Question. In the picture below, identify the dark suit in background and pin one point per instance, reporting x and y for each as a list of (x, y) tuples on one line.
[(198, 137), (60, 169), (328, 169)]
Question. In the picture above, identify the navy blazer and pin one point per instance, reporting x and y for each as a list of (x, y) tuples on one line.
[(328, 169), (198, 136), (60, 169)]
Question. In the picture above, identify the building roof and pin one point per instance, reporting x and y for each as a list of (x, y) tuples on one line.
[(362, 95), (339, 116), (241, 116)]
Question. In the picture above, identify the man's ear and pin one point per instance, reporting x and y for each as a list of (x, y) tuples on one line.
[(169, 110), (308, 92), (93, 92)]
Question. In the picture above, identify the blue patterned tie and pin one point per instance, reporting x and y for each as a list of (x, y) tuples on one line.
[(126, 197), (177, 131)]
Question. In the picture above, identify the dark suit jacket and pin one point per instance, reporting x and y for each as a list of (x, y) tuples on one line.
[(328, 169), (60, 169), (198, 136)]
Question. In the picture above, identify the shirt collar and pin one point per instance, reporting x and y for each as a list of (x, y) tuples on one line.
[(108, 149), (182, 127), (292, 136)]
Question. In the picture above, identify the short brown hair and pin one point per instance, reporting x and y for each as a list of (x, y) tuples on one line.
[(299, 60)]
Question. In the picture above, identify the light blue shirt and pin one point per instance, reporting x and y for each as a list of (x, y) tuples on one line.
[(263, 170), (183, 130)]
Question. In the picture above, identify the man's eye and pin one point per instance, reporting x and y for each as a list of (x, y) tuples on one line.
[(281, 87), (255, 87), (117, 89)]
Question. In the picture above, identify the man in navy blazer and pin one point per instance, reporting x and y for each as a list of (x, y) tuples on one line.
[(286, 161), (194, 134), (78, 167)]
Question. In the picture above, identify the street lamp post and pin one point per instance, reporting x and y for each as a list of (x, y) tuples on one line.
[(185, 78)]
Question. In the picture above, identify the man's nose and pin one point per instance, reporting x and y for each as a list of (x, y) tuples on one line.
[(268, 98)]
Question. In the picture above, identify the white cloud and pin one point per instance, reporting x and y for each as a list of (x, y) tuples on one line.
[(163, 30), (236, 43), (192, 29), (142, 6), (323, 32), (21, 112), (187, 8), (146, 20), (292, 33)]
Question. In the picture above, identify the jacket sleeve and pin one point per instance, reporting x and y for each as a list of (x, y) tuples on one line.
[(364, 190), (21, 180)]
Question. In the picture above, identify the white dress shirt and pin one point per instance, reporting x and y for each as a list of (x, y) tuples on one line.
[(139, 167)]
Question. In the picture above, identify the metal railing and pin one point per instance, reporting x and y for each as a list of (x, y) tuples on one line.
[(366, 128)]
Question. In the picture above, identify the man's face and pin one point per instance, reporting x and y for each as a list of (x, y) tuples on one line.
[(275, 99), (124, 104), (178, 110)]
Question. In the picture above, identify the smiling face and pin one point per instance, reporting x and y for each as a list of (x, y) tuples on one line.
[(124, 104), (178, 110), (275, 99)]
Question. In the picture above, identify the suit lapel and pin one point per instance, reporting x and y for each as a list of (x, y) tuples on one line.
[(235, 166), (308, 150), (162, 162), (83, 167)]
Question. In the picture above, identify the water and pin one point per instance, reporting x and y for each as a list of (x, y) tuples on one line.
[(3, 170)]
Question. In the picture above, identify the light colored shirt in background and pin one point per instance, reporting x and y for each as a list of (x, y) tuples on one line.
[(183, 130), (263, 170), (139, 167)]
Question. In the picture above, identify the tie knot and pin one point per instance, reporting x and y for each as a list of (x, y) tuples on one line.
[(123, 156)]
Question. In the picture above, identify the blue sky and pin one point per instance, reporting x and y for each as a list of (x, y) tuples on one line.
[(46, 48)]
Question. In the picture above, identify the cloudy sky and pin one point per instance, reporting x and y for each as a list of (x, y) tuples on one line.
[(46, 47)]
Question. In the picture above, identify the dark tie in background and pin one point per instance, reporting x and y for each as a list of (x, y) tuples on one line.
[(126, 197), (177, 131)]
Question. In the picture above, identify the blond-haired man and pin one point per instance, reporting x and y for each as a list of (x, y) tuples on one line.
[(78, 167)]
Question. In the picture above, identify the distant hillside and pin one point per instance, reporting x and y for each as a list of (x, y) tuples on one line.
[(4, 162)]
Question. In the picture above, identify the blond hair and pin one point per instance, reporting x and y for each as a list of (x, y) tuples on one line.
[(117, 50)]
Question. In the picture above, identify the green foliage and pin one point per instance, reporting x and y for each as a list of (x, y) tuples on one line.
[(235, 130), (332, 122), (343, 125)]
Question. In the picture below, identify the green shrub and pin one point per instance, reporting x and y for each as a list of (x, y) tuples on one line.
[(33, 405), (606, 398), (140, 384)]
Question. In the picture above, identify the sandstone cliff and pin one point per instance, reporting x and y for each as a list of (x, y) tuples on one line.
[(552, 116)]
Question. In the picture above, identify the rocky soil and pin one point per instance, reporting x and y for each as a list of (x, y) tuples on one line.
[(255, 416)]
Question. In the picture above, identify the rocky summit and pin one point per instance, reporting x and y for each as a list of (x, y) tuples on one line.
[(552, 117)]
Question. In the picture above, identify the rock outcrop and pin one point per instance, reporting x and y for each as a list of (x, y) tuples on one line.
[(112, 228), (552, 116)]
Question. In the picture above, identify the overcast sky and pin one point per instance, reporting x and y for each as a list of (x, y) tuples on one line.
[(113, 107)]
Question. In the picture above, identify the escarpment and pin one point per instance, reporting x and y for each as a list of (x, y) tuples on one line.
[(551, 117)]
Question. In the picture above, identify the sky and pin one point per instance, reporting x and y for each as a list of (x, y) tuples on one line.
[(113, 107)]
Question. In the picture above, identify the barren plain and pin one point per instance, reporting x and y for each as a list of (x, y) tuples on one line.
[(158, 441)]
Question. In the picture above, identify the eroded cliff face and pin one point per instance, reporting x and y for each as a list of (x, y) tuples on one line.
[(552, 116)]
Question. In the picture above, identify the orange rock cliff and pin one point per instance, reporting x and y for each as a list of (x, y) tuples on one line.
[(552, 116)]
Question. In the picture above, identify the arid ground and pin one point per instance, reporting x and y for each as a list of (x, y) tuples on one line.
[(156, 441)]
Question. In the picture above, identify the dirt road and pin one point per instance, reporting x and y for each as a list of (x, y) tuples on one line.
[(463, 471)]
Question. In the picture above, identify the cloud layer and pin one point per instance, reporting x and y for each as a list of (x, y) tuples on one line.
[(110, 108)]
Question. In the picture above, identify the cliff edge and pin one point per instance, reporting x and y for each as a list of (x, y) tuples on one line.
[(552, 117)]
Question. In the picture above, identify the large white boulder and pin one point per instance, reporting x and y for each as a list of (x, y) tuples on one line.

•••••

= Exercise objective =
Copy each line of the records verbatim.

= Result of this task =
Question. In the picture below, identify the dark suit in background and pin one point per instance, reporting x and y for each as a list of (x, y) tuples on one line.
[(198, 137), (60, 169), (328, 169)]
Question. In the picture above, identify the navy blazer and pin one point per instance, reporting x and y for each as a list of (x, y) tuples on one line.
[(328, 169), (198, 136), (60, 169)]
Question. In the picture above, identify the building roof and pin one point per instance, reporting x and y for each as a list of (x, y) tuples on one line.
[(362, 95), (339, 116), (241, 116)]
Question. In the picture above, identify the man's ear and pin one point per instance, reporting x and y for each as a list of (x, y) tuples on one line.
[(169, 110), (308, 92), (93, 92)]
Question. In the picture above, identify the blue patterned tie and pin one point per instance, reporting x and y for each as a list of (x, y) tuples on one line.
[(126, 197), (177, 131)]
Question. In the picture above, identify the dark suit jacket and pin one point per instance, reporting x and y for each as a list of (x, y) tuples on one line.
[(328, 169), (60, 169), (198, 136)]
Question. In the picture above, identify the shirt collar and pin one point per instance, reporting x and y for each as a list of (x, y) tuples on one line.
[(108, 149), (182, 127), (292, 136)]
Question. In the picture above, identify the short brown hair and pin one point per instance, reporting x and y for each as a list of (x, y) tuples on one line.
[(299, 60)]
Question. In the picture above, identify the light blue shirt and pin one point per instance, reporting x and y for each as a list of (x, y) tuples on one line.
[(263, 170), (183, 130)]
Question. In the picture above, identify the man's eye and pin one point per instance, reporting x and y for each as a list of (x, y) tuples on one line.
[(281, 87), (255, 87), (117, 89)]
Question. In the picture above, identify the man in navy blazer and pin one point per instance, reporting x and y for each as a list of (x, y) tuples on one line.
[(286, 161), (194, 134), (78, 167)]
Question. In the picture above, identify the street lamp post and pin one point per instance, reporting x and y for each as a list of (x, y) tuples on one line.
[(185, 78)]
Question. In the picture above, identify the man's nose and pin one point per instance, reporting x and y for each as a list of (x, y) tuples on one line.
[(268, 98)]
Question. In the picture above, identify the white cloud and pin one point per instance, reporting x and y for each as a list of (x, y) tuples on one line.
[(163, 30), (236, 43), (192, 29), (142, 6), (323, 32), (21, 112), (187, 8), (146, 20), (292, 33)]
Question. In the picture above, identify the jacket sleeve and pin one point per instance, reporting x and y for each as a list of (x, y) tuples on one line.
[(364, 190), (21, 180)]
Question. In the picture above, identify the white dress shirt and pin one point per instance, reporting x and y for each as a list of (x, y) tuples on one line.
[(139, 167)]
Question. In the picture above, identify the metal railing and pin one point per instance, reporting x and y for each as a list of (x, y) tuples on one line.
[(366, 128)]
Question. In the picture above, identify the man's face and pin one point per instance, reporting x and y for each as a list of (x, y) tuples on one line.
[(275, 99), (124, 104), (178, 110)]
Question. In the picture above, identify the smiling face and pin one point per instance, reporting x and y for each as a list of (x, y) tuples on one line.
[(124, 104), (178, 110), (275, 99)]
Question. In the picture above, identify the suit lapel and pin one point per instance, reporting x and y for each as a list of (x, y) tuples on one line.
[(235, 166), (308, 150), (162, 162), (83, 167)]
Question. In the picture above, identify the water and pin one point per instance, reporting x and y for each as a list of (x, y) tuples on one line.
[(3, 170)]
Question. In the picture above, identify the light colored shirt in background and pin one point per instance, reporting x and y for each as a list of (x, y) tuples on one line.
[(183, 130), (263, 170), (139, 167)]
Question. In the picture above, identify the tie knot and pin one point per instance, reporting x and y for each as a list of (x, y) tuples on one line.
[(123, 156)]
Question. In the picture above, identify the blue sky and pin one point per instance, reporting x and y for each as a list of (x, y) tuples on one line.
[(46, 48)]
Question. In the picture above, identify the cloudy sky and pin one point per instance, reporting x and y for each as a list of (x, y) tuples on one line.
[(46, 47)]
Question. In the picture above, identify the dark tie in background and pin one point per instance, reporting x and y for each as a list of (x, y) tuples on one line.
[(126, 197), (177, 131)]
Question. In the picture above, identify the blond-haired man and pin one point per instance, reporting x and y for each as a list of (x, y) tuples on one line.
[(78, 167)]
Question. In the picture above, identify the distant hillside and pin one point per instance, reporting x and y for each as a list of (x, y) tuples on one line.
[(4, 162)]
Question. In the picture above, identify the blond hair and pin one point per instance, reporting x and y for each as a list of (x, y) tuples on one line.
[(117, 50)]
Question. In the picture above, identify the green foliage and pin one point per instance, reporting x and y for each as a list of (x, y) tuples on one line.
[(235, 130), (332, 122), (343, 125)]
Question. In the picture below, identify the green shrub and pin one point per instance, reporting x and y for each as a list of (x, y) tuples on one line.
[(33, 405), (606, 398), (140, 384)]
Question. In the picture above, identify the sandstone cliff and pin one point per instance, reporting x and y for each as a list of (x, y) tuples on one line.
[(552, 116)]
Question. In the picture above, identify the rocky soil and pin one point per instance, reporting x and y for each as a list of (x, y) tuples on one line.
[(255, 416)]
Question. In the picture above, identify the rocky summit and pin one point per instance, reporting x and y for each as a list of (x, y) tuples on one line.
[(552, 117)]
Question. In the picture above, identify the rock outcrop and pin one point per instance, reporting x and y for each as a list of (x, y) tuples on one line.
[(112, 228), (552, 116)]
Question. In the picture above, identify the overcast sky and pin one point per instance, reporting x and y for each as a list of (x, y) tuples on one line.
[(113, 107)]
Question. In the picture above, identify the escarpment and pin one point per instance, reporting x and y for each as a list of (x, y) tuples on one line.
[(551, 117)]
Question. In the picture above, identify the sky and pin one point per instance, reporting x and y for each as a list of (x, y) tuples on one line.
[(113, 107)]
Question. In the picture above, identify the barren plain and pin one point per instance, reporting x and y for each as a list of (x, y) tuples on one line.
[(158, 441)]
Question. In the picture above, identify the eroded cliff face and pin one point per instance, reporting x and y for each as a list of (x, y) tuples on one line.
[(552, 116)]
Question. In the picture above, identify the orange rock cliff and pin one point per instance, reporting x and y for each as a list of (x, y) tuples on one line.
[(552, 116)]
Question. In the picture above, identify the arid ground and pin one point per instance, reporting x and y for each as a list of (x, y) tuples on one line.
[(156, 441)]
Question. In the picture above, identify the dirt road and pin one point per instance, reporting x and y for each as a list of (x, y) tuples on one line.
[(463, 471)]
Question. In the picture above, identify the cloud layer and pin one point per instance, reporting x and y for each as a list of (x, y) tuples on one line.
[(110, 108)]
Question. In the picture above, identify the cliff edge and pin one point per instance, reporting x and y for each as a list of (x, y) tuples on one line.
[(552, 117)]
Question. In the picture above, identify the large white boulder and pin one point per instance, reporting x and y for each as a list of (x, y) tuples on one line.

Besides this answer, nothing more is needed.